__Assignment__
From the line that contains "[[150, 301], [172, 65]]" to the final line of the entries, return every line exactly and leave out all others.

»»

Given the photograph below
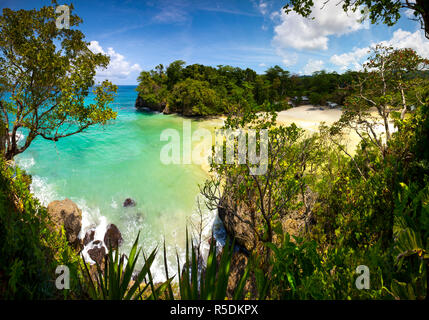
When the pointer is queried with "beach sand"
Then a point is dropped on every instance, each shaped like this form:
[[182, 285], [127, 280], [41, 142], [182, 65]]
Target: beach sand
[[307, 117]]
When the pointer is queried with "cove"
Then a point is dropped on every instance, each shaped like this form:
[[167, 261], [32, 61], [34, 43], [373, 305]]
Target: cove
[[100, 168]]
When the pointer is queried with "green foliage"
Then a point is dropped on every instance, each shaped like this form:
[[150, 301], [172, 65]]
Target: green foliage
[[386, 11], [29, 250], [116, 283], [202, 90], [211, 281], [48, 72]]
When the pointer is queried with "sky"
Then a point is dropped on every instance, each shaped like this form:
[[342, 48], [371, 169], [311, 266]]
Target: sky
[[256, 34]]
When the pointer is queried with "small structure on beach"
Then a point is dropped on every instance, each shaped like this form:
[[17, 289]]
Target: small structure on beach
[[332, 105]]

««

__Answer to the problem__
[[150, 301], [172, 65]]
Target: green foliage
[[386, 11], [29, 250], [116, 283], [202, 90], [211, 281], [48, 72]]
When the pointer is queried with "sky"
Then a point is dropped on every instance, each shaped like this form:
[[342, 48], [371, 169], [311, 266]]
Target: sky
[[256, 34]]
When the pointer is queried with "small structure on beach"
Then a point is dropped on every instance, each shaped like this form:
[[17, 289]]
Target: small structure on beach
[[332, 105]]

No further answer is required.